++++ Supplied data ++++

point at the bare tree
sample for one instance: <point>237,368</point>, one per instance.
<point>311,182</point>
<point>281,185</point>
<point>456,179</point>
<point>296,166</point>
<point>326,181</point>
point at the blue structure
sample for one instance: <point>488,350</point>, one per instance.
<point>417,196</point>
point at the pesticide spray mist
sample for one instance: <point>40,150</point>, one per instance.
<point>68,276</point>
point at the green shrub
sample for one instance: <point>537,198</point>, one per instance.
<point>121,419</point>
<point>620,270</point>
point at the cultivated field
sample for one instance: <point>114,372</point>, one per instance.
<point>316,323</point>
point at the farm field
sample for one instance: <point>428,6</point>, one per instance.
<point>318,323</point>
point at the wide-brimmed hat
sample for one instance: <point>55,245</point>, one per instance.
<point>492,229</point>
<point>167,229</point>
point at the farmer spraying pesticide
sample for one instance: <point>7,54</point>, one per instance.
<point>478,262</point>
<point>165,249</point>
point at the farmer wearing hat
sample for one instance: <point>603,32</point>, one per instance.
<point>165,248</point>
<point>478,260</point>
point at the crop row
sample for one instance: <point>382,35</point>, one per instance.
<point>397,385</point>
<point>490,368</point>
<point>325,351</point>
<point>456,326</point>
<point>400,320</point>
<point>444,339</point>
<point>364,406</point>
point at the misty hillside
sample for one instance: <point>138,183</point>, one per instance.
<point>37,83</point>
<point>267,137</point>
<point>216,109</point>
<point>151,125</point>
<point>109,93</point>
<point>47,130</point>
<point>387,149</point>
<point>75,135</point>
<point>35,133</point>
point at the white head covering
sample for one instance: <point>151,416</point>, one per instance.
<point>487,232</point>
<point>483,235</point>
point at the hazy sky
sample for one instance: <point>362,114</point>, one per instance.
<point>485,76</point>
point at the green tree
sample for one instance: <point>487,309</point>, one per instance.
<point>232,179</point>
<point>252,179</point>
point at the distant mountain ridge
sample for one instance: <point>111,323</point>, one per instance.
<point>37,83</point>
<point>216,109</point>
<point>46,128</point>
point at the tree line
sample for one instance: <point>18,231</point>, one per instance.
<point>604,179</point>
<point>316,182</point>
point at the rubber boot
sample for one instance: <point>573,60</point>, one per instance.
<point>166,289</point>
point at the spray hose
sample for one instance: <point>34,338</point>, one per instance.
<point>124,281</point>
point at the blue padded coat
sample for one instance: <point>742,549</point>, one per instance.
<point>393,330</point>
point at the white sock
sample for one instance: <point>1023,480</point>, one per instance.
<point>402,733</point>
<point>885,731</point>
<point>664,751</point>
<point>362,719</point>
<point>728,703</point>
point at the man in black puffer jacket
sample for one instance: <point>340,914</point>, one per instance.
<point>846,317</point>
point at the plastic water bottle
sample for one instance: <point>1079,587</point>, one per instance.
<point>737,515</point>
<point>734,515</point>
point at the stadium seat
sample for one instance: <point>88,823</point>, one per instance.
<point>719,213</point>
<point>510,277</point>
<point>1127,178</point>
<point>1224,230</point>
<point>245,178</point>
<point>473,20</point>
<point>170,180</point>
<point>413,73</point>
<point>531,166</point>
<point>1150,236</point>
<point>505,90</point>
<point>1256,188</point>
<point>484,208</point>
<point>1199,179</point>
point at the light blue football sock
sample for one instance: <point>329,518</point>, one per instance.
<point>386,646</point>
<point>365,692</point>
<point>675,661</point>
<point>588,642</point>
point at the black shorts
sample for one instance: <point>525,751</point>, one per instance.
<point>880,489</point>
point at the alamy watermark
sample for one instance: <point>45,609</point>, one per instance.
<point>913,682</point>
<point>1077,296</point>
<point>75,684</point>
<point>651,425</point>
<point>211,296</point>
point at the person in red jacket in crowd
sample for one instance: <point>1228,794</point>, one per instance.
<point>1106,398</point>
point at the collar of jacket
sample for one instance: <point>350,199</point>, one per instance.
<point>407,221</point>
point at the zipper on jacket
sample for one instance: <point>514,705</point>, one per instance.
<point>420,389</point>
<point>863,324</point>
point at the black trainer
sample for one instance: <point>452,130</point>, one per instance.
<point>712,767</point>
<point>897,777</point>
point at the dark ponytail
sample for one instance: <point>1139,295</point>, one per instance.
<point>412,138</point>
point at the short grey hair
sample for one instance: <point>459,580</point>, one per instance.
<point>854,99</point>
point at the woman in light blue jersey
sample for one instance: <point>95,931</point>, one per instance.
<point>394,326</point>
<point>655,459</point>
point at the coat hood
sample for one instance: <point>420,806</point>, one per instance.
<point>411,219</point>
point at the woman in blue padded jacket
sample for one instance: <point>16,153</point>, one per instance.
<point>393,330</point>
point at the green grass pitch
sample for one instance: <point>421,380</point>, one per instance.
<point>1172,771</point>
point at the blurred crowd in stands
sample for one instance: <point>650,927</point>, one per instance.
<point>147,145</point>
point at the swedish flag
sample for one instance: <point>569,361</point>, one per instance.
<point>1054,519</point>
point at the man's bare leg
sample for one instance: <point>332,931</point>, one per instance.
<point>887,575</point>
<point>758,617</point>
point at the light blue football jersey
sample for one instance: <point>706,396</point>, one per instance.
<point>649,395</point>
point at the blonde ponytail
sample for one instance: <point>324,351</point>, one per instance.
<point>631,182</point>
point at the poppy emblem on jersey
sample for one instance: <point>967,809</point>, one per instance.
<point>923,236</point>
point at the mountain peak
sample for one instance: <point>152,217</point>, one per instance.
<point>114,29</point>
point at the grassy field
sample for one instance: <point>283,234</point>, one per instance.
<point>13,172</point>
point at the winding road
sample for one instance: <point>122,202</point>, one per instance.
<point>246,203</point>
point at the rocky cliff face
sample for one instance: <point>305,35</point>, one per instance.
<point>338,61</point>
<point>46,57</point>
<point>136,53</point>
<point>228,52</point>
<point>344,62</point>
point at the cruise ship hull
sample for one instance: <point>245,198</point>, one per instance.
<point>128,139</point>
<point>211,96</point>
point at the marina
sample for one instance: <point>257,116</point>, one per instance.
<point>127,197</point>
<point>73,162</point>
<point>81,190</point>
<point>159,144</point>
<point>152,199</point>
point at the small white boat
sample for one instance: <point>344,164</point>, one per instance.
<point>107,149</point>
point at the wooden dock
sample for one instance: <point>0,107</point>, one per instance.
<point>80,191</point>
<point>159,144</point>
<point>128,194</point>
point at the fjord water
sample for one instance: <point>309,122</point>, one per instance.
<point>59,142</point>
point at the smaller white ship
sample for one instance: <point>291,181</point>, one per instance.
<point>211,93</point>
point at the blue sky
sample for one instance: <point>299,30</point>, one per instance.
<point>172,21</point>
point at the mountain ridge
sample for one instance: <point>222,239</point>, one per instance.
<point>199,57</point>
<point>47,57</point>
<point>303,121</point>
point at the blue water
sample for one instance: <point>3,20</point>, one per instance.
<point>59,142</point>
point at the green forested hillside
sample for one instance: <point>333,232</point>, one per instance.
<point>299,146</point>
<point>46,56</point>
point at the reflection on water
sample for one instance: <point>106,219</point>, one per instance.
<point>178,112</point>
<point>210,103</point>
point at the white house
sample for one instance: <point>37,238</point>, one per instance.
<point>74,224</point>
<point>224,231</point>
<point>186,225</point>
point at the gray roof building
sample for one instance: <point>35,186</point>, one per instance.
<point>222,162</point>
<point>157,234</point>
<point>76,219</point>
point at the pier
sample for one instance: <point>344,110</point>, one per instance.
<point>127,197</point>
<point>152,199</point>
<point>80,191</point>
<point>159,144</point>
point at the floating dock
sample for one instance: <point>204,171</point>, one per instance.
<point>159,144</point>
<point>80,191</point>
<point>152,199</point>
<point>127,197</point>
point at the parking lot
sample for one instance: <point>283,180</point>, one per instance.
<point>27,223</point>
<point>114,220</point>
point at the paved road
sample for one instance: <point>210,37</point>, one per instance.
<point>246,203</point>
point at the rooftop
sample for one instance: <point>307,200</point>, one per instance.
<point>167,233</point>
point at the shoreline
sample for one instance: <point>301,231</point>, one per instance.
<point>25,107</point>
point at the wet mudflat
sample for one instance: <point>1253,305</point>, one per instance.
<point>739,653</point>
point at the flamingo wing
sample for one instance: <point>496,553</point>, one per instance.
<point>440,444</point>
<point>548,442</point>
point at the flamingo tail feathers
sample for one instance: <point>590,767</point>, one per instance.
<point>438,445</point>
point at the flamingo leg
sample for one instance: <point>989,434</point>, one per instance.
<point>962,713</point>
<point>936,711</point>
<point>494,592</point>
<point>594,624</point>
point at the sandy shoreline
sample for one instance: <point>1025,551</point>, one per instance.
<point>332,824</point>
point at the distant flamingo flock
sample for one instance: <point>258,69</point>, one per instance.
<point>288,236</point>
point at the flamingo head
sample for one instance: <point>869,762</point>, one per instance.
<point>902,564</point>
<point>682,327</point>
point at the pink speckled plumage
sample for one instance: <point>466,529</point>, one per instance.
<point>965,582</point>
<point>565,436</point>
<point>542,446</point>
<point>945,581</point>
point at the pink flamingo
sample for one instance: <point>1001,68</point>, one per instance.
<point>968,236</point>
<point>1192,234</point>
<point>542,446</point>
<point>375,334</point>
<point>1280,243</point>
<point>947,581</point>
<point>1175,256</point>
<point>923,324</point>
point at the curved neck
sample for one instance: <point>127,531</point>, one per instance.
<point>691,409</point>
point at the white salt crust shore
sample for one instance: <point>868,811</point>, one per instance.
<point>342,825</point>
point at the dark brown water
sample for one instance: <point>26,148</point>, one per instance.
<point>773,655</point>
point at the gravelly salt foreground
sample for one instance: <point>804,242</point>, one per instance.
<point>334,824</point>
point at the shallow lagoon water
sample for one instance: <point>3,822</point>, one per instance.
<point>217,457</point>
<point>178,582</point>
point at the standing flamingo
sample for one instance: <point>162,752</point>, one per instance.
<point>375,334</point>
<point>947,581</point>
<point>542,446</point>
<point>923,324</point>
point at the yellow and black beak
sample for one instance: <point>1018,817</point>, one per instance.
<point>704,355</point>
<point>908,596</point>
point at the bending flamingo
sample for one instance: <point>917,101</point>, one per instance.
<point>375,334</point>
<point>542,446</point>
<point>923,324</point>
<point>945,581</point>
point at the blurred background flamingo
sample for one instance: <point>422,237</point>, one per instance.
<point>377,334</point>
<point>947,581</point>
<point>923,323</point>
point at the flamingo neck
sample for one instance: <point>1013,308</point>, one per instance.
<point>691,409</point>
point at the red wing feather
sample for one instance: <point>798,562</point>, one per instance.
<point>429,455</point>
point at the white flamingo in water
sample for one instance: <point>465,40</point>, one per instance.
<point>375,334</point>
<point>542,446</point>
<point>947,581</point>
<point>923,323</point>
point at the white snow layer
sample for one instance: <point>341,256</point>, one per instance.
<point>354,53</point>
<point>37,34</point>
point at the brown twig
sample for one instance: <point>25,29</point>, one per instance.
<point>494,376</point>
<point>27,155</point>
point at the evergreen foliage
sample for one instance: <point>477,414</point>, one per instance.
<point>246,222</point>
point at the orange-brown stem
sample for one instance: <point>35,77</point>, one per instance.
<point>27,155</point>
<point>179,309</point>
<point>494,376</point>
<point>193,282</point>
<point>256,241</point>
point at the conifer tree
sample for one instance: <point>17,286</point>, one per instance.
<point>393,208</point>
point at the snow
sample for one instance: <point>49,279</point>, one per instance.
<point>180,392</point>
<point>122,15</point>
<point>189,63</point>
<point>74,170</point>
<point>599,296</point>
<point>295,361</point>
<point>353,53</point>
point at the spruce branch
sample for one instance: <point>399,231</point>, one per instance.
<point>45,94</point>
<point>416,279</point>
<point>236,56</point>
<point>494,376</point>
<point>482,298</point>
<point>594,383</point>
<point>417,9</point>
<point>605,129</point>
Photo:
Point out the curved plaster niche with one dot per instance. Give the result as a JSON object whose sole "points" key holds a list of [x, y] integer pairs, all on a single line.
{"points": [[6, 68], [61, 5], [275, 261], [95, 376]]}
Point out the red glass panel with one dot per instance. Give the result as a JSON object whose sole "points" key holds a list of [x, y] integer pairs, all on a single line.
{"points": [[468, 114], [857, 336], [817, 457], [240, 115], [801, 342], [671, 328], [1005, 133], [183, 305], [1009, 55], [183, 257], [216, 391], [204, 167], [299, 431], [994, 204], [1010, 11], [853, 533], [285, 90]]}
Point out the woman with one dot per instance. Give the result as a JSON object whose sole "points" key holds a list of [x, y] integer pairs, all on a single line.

++++

**The request**
Please arrange everything in the listing from the line containing "point at the white salt crust shore" down to the line containing "<point>908,596</point>", both included, as a numbered list with blank lines left out.

**Exercise output**
1. point at the white salt crust shore
2. sample for one instance: <point>868,811</point>, one per instance.
3. <point>342,825</point>
4. point at the dark brown water
5. sample for one instance: <point>26,148</point>, one per instance.
6. <point>773,655</point>
7. point at the gravelly salt foreground
8. sample for one instance: <point>804,242</point>, one per instance.
9. <point>334,824</point>
10. point at the shallow lagoon water
11. sample for one instance: <point>3,822</point>, one per instance.
12. <point>217,457</point>
13. <point>178,582</point>
14. point at the standing flamingo
15. sample for one instance: <point>162,752</point>, one per instance.
16. <point>375,334</point>
17. <point>947,581</point>
18. <point>542,446</point>
19. <point>923,324</point>
20. point at the yellow and black beak
21. sample for one instance: <point>1018,817</point>, one per instance.
22. <point>704,355</point>
23. <point>908,596</point>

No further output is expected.